_Work order_
The lines from the one containing "point: the toad's foot, one" through the final line of the data below must be written out exactly, both included, and nothing more.

____________

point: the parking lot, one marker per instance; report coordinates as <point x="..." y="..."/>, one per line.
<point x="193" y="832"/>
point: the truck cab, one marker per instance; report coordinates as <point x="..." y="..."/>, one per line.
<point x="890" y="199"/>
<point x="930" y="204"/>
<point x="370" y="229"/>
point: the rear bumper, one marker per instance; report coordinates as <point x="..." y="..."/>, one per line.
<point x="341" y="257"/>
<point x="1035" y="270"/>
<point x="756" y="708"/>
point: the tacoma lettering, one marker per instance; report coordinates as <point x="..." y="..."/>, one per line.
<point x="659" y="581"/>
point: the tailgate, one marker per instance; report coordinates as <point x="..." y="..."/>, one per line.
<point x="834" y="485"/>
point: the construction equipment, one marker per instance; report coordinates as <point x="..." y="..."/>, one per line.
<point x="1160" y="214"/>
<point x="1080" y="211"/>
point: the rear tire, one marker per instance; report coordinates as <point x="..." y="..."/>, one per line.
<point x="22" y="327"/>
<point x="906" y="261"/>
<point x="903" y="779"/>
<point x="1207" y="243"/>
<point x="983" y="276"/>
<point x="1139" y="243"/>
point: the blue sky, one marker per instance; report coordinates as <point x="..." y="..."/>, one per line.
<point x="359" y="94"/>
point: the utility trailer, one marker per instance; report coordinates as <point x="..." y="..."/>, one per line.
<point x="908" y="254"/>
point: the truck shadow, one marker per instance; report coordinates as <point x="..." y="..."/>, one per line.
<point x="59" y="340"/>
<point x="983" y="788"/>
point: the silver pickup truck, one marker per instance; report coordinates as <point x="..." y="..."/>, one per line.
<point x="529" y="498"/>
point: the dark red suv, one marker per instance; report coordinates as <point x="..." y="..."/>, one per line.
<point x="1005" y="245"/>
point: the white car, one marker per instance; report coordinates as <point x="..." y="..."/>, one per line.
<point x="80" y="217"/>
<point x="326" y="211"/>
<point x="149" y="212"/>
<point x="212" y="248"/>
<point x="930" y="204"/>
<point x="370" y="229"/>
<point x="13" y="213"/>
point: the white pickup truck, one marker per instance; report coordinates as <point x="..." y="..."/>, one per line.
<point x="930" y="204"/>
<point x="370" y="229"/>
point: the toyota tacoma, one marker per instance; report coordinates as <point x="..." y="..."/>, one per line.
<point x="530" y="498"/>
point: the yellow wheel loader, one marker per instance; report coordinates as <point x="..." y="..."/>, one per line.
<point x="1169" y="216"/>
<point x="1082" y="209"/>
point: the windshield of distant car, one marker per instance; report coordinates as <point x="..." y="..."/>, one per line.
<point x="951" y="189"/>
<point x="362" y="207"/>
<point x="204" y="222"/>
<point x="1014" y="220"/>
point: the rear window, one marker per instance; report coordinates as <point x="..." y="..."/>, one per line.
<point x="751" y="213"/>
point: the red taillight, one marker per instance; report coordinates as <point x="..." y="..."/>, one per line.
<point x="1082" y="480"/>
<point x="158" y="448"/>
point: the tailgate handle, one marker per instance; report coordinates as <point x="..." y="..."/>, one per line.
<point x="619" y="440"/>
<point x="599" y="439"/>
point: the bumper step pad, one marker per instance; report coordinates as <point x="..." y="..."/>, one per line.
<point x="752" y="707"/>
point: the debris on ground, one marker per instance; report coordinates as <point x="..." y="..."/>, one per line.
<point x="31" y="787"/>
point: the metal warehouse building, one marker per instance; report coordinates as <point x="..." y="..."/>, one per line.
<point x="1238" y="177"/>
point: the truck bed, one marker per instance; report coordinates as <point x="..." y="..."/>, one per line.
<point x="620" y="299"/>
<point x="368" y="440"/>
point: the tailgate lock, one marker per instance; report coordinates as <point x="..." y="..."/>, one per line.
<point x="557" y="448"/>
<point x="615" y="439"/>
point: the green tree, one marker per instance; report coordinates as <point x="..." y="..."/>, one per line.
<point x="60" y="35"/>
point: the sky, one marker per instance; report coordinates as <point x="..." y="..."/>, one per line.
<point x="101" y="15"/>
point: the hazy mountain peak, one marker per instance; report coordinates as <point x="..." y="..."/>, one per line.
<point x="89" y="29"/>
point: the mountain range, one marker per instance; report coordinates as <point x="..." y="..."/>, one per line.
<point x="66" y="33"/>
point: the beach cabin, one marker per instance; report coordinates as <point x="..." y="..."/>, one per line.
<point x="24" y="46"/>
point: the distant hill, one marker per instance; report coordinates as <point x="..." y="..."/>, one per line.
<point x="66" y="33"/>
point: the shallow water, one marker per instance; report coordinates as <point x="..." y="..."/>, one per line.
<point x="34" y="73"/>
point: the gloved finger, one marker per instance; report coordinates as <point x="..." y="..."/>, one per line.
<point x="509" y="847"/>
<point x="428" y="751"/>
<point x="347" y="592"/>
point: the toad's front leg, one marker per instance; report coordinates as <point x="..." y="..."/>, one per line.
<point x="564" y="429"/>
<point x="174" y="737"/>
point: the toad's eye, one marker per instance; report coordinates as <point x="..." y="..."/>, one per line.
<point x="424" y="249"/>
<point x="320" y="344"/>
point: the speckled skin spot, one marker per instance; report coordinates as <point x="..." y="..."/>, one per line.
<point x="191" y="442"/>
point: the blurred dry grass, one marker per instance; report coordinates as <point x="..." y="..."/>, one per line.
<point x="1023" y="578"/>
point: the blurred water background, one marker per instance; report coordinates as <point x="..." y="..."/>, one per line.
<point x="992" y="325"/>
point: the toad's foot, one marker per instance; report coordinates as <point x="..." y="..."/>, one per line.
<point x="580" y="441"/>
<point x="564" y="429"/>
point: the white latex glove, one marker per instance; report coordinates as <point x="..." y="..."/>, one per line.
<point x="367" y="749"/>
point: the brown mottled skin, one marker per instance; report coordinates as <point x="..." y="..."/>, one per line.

____________

_Answer to this exercise_
point: the toad's foot, one marker per instance; report coordinates as <point x="..." y="..."/>, one per line.
<point x="580" y="441"/>
<point x="564" y="429"/>
point: the white latex glove, one marker per instance; report coordinates as <point x="..." y="..."/>, one per line.
<point x="367" y="749"/>
point: the brown mottled skin, one marker per instance; report coordinates as <point x="..." y="..."/>, one per line.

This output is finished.